** WHAT TO PRODUCE **
Exclude all pictures. Then restate, word for word, the entries from the first line through the line that contains "Could you point out the wooden".

** RECORDS SHOWN **
◆ ◆ ◆ ◆ ◆
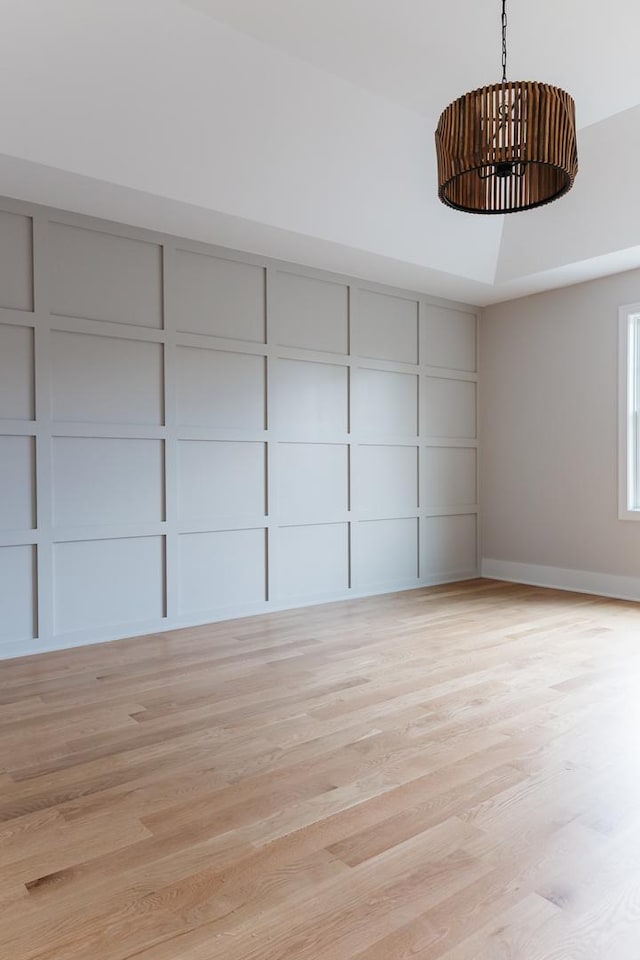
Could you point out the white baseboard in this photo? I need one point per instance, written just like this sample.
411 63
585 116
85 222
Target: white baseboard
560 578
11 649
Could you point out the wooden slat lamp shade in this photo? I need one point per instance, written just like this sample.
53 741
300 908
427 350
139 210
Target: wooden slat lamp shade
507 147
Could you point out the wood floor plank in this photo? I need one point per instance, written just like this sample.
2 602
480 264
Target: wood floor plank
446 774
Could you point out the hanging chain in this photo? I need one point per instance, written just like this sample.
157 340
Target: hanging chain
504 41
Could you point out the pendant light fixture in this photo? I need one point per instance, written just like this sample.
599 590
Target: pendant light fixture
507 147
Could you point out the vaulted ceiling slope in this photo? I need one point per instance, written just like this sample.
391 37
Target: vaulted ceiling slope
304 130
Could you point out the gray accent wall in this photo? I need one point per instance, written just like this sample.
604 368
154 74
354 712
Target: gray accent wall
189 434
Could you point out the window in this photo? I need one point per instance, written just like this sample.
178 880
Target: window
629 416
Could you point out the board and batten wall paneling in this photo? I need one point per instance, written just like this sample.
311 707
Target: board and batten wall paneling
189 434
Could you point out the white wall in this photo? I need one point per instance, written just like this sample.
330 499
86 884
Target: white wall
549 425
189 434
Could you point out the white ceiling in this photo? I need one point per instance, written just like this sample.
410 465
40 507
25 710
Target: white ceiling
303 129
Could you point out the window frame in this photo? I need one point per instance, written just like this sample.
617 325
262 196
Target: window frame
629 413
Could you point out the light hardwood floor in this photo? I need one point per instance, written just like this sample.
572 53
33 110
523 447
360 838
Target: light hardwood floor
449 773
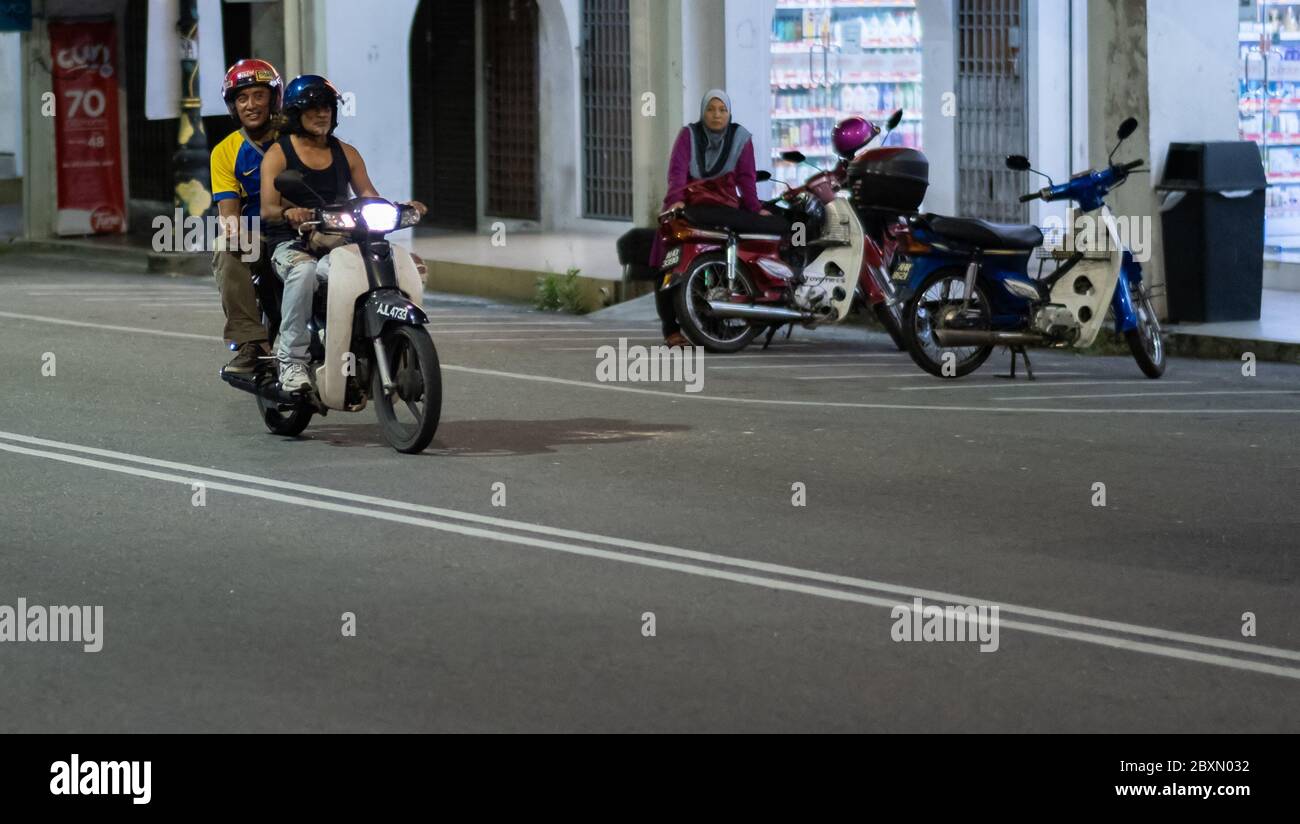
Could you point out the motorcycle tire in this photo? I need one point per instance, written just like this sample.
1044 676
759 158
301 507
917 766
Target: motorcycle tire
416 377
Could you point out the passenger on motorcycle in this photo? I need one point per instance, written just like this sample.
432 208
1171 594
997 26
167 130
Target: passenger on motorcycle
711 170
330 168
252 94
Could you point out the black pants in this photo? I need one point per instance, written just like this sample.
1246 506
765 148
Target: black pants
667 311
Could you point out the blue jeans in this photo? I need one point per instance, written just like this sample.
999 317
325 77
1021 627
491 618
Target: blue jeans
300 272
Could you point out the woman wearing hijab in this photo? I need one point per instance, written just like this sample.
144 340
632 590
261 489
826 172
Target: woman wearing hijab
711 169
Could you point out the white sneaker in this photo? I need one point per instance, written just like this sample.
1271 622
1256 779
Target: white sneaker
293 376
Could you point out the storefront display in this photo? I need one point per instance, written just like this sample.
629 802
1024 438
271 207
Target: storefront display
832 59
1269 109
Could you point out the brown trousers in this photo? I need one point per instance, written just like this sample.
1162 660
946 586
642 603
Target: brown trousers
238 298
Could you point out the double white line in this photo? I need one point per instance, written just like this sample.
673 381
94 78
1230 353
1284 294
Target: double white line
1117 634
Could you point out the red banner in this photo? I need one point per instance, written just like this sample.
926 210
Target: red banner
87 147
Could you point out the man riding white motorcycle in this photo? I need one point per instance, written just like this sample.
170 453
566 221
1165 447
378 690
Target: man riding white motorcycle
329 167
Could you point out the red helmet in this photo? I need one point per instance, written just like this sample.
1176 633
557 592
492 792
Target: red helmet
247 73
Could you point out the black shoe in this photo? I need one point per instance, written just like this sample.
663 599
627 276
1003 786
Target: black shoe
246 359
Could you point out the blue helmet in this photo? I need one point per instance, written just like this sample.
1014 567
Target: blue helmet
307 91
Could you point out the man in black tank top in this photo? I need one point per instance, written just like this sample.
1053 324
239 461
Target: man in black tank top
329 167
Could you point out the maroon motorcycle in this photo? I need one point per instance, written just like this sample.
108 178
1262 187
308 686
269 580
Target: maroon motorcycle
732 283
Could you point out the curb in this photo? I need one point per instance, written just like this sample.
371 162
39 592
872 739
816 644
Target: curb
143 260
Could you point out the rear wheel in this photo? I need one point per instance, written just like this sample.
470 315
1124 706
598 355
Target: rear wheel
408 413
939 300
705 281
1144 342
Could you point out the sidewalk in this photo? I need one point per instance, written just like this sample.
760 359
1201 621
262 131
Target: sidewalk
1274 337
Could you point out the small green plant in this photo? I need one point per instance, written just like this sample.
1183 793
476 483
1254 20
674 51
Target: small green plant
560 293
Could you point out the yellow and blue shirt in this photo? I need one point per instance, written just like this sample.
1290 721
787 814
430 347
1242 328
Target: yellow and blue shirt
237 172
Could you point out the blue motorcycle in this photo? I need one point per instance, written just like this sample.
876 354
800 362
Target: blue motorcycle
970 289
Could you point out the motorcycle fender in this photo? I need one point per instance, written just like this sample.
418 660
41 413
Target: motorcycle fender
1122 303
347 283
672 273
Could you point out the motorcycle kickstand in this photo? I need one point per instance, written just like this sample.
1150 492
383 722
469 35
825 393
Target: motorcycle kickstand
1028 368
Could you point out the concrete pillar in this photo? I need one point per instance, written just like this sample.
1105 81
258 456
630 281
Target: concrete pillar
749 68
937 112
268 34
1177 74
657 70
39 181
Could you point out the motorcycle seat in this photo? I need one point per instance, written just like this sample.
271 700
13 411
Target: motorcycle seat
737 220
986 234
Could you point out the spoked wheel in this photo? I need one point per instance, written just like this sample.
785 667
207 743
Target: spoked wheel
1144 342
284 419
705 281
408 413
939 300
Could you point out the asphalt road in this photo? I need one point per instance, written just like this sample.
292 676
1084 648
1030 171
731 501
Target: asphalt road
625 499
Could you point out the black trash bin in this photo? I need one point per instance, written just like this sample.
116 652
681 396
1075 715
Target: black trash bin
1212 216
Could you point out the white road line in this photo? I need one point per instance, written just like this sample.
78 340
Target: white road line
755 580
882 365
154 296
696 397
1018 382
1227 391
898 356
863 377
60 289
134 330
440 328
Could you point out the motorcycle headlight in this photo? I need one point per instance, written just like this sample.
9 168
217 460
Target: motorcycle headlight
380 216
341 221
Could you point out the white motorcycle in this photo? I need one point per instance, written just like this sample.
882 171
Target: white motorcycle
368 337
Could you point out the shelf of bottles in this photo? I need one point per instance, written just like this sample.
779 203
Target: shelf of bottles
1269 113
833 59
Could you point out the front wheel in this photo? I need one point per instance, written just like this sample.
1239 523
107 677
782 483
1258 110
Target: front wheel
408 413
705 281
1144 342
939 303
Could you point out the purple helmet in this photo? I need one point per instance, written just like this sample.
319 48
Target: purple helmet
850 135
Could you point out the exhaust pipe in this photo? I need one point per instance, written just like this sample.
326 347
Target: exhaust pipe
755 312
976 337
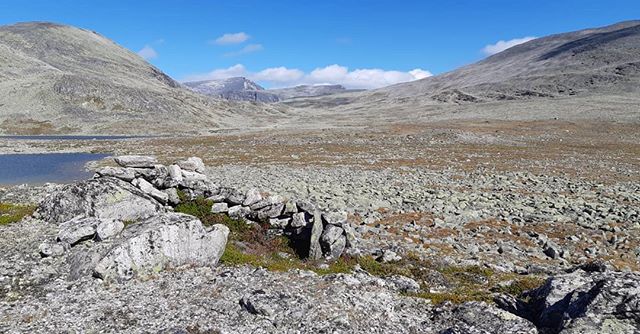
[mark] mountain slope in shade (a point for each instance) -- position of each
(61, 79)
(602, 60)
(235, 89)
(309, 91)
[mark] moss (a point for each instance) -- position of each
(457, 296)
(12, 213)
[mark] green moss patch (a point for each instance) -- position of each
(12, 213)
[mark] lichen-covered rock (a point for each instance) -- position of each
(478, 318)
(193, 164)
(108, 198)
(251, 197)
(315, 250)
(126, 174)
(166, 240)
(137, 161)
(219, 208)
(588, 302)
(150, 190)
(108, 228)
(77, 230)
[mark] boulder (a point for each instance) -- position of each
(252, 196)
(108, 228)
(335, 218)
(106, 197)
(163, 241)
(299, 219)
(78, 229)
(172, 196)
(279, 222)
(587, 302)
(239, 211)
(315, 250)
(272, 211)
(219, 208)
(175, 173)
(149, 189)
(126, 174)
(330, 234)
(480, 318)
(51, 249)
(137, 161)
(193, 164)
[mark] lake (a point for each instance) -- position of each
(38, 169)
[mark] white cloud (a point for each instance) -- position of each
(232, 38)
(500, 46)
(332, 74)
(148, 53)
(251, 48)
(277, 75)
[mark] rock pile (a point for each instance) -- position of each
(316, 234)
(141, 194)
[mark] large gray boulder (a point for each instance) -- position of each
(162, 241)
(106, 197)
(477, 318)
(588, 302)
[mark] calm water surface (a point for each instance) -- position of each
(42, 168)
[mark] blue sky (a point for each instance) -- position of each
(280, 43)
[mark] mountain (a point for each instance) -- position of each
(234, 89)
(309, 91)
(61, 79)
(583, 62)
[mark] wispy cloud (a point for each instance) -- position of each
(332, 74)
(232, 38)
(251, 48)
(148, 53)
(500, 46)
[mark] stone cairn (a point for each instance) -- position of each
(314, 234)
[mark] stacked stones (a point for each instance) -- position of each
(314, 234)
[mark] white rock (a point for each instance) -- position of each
◆ ◆ ◆ ◆ ◆
** EXERCISE RESPONSE **
Could you point out the white baseboard in this photo? I need one point per instance, written just like this sample.
411 63
585 116
85 222
Target: white baseboard
560 578
11 649
Could you point out the wooden slat lamp shade in this photo? I need one point per instance, written just like this sample.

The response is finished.